--- Information provided Enclosed Below ---
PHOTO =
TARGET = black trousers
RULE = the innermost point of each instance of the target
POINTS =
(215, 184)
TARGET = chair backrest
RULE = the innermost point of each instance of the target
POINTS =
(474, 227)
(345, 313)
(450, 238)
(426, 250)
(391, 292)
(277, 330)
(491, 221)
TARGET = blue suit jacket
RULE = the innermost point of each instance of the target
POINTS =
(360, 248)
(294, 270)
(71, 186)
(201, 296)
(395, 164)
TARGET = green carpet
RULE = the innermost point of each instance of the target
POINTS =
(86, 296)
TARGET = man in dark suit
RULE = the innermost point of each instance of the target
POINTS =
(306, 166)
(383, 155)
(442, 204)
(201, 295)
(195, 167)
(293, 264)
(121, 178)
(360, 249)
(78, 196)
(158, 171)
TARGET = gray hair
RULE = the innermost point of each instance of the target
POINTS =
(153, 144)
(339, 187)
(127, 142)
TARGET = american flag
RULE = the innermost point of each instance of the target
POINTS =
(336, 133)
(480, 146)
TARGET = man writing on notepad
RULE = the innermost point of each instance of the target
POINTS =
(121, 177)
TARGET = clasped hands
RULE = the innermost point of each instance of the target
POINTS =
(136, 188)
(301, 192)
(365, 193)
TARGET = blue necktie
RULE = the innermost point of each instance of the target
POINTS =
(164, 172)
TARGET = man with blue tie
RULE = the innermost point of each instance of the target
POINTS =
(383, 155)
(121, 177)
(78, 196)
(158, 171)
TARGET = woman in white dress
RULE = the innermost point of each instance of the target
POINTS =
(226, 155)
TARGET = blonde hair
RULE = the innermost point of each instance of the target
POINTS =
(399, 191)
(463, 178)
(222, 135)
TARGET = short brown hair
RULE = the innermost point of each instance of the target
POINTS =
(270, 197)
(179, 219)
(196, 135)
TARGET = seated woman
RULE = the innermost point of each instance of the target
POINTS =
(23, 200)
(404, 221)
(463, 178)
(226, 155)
--- End of Enclosed Information provided ---
What the exercise asks for is the listing above, retyped in full.

- Solution to the problem -
PHOTO =
TARGET = black trousers
RULE = the innermost point of each instance of the target
POINTS =
(215, 184)
TARGET = chair backrest
RULE = the innermost point of each instance of the target
POINTS =
(474, 227)
(345, 313)
(450, 238)
(426, 250)
(391, 292)
(277, 330)
(491, 221)
TARGET = blue suit jacket
RULE = the innermost point of each instance of the target
POINTS =
(360, 248)
(294, 270)
(71, 186)
(201, 296)
(395, 164)
TARGET = green carpet
RULE = the innermost point of each instance of the target
POINTS =
(86, 296)
TARGET = man in dark suit
RULE = the innermost point of each instance of the target
POINTS =
(306, 166)
(383, 155)
(442, 204)
(201, 295)
(195, 167)
(293, 264)
(121, 178)
(360, 249)
(78, 196)
(158, 171)
TARGET = gray hair
RULE = the innermost point of each instance of the target
POINTS =
(153, 144)
(339, 187)
(127, 142)
TARGET = american flag
RULE = the innermost point of each instance of the target
POINTS =
(336, 133)
(480, 146)
TARGET = man writing on notepad
RULE = the innermost point of each instance of the target
POINTS =
(121, 177)
TARGET = clasped hands
RULE = the innermost point of each instance of the target
POINTS =
(136, 188)
(301, 192)
(365, 193)
TARGET = blue necktie
RULE = the innermost point of each instance of the target
POINTS =
(164, 172)
TARGET = man with blue tie
RULE = the innermost point of each instance of the target
POINTS =
(383, 155)
(121, 177)
(78, 196)
(158, 171)
TARGET = woman in white dress
RULE = the innermost point of each instance of the target
POINTS =
(226, 155)
TARGET = blonde hair
RULE = the innermost point of each instance of the target
POINTS =
(399, 191)
(463, 178)
(222, 135)
TARGET = short brown hair
RULE = the innermost point of each instance of the target
POINTS =
(270, 197)
(179, 219)
(196, 135)
TARGET = seated woman
RULE = the innermost point of each instance of the target
POINTS =
(23, 200)
(404, 221)
(463, 178)
(226, 155)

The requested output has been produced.